CONSIGNE À SUIVRE: Réécrivez ces lignes en remplaçant « smartphone » par « téléphone portable » partout dans les données, sans rien modifier d'autre. N'incluez pas les images dans votre réponse.

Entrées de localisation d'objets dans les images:
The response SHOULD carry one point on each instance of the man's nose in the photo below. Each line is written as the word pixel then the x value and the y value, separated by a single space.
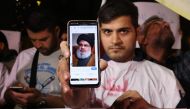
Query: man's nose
pixel 115 38
pixel 37 44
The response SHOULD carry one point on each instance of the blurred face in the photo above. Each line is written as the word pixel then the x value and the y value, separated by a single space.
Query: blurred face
pixel 119 38
pixel 84 50
pixel 46 42
pixel 84 46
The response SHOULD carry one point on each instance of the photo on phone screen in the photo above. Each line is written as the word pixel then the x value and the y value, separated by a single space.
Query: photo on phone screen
pixel 84 49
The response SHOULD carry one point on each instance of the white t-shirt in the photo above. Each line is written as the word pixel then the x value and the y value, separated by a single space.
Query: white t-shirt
pixel 47 80
pixel 155 83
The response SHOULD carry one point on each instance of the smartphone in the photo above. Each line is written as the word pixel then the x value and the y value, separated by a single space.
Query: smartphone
pixel 17 88
pixel 83 41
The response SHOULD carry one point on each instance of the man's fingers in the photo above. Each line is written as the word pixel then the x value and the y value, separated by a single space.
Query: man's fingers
pixel 103 64
pixel 129 94
pixel 65 49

RÉPONSE ATTENDUE:
The response SHOULD carry one point on each instance of the man's nose in the photo below. Each line is written as the word pixel then the x value and the y value, separated by a single space.
Query: man's nose
pixel 115 38
pixel 37 44
The response SHOULD carry one point on each instance of the blurred face in the photo above. Each line is written as the word pixel then the x value and the y value, separated by a single space.
Query: blurred face
pixel 119 38
pixel 84 50
pixel 46 42
pixel 84 46
The response SHOULD carry one point on each instance of the photo on phone screen in the photo above. Each line is written as the word pixel then the x value and the y value, separated by a single space.
Query: photo on phone screen
pixel 84 49
The response SHOULD carry one point on each instance of the white t-shirt in the photo above. Each line is written as the word pixel then the x value and the y value, separated by a single space.
Query: white t-shirt
pixel 47 80
pixel 155 83
The response SHOULD carry one point on each instance of the téléphone portable in the photo above. Each line is written as the word pixel then the x value and the y value, separated by a single space.
Query: téléphone portable
pixel 17 88
pixel 83 41
The response SHOULD carry one point on each instance of the man's fingers in the photo above. Each line is written as the word pixel then the x value and the y value, separated by a single space.
Query: man's fingers
pixel 103 64
pixel 129 94
pixel 65 49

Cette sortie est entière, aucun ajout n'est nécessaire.